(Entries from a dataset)
--------------------
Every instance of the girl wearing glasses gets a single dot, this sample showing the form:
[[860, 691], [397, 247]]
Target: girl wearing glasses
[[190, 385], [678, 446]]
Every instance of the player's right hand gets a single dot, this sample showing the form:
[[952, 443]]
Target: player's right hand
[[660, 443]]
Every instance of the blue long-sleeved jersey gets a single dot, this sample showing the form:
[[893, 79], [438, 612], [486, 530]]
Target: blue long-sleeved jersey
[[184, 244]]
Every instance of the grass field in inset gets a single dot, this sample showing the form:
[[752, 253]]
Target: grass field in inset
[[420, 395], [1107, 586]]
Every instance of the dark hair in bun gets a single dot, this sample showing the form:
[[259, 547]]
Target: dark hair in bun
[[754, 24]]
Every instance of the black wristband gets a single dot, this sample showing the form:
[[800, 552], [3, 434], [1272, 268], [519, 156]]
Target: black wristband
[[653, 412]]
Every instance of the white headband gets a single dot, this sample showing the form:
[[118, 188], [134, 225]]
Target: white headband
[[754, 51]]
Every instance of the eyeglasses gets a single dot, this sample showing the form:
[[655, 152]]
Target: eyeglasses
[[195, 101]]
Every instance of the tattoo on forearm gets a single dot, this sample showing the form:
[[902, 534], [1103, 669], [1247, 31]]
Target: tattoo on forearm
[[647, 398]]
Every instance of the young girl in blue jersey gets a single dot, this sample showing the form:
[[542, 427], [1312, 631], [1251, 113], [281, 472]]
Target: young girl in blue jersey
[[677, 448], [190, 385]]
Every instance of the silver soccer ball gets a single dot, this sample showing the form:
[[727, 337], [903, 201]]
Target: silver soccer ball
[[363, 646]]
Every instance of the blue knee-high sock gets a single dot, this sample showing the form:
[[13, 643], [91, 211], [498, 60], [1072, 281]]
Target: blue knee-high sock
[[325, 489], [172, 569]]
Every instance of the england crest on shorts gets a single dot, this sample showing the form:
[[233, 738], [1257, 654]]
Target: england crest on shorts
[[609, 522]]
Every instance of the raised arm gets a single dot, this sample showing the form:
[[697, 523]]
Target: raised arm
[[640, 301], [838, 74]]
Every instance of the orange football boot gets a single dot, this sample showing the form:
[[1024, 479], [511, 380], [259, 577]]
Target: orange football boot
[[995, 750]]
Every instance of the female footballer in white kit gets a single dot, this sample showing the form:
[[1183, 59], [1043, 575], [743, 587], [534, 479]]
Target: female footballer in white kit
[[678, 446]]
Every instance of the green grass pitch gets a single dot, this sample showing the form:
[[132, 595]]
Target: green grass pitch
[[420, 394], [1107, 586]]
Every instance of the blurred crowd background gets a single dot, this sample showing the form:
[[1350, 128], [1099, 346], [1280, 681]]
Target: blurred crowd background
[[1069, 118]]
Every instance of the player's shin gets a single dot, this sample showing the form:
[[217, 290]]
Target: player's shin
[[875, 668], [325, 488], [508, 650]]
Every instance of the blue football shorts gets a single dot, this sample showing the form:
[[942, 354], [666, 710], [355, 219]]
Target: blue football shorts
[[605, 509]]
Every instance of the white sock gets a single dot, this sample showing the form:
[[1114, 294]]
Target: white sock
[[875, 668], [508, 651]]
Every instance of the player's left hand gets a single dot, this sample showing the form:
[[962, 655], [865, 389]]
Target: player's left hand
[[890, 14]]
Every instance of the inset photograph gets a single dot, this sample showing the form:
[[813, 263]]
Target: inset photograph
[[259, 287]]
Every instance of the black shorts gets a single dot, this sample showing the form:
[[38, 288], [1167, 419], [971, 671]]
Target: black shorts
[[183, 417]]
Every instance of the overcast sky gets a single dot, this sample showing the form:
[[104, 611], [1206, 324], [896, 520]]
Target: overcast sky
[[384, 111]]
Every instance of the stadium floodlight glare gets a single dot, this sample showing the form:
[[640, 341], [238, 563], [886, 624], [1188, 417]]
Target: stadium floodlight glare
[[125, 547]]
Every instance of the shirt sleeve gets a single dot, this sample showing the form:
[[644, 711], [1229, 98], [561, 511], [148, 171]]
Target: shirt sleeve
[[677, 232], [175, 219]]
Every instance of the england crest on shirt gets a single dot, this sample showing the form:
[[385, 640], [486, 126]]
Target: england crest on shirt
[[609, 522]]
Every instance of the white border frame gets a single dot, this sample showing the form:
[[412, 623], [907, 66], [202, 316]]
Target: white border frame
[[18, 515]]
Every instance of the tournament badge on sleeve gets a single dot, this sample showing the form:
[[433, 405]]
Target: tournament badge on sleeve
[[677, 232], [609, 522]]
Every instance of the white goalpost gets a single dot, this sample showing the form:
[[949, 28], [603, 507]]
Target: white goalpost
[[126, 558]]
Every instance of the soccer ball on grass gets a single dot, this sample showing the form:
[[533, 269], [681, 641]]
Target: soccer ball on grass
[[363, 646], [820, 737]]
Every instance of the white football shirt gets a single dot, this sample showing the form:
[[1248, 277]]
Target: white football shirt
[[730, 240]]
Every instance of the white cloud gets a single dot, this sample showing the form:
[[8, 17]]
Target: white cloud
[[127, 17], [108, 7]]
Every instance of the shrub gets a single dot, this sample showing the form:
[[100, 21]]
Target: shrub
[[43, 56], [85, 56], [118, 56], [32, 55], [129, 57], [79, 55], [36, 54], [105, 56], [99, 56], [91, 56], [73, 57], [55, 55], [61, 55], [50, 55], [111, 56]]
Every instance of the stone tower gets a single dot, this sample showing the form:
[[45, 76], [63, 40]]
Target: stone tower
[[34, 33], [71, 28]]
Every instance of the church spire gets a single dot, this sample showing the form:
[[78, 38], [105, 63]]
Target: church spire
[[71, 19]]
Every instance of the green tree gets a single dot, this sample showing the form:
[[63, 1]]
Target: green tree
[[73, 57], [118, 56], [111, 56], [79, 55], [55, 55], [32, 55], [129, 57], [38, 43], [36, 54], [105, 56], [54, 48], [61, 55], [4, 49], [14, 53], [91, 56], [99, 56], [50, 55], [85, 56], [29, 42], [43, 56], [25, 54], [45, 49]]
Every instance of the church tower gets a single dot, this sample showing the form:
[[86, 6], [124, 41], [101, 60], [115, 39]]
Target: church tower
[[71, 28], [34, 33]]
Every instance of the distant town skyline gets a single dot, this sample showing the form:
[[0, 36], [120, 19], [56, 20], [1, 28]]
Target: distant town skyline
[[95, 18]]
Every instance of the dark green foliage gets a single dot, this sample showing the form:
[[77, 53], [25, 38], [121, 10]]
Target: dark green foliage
--------------------
_Goal:_ Reproduce the entries verbatim, starting at the first line and ending at the line containing "[[190, 385], [678, 446]]", including both of those lines.

_Solution to this exercise:_
Every instance of the girl wearing glasses gets a single dot, this sample showing the form:
[[860, 691], [397, 247]]
Target: girl wearing glasses
[[190, 385], [678, 446]]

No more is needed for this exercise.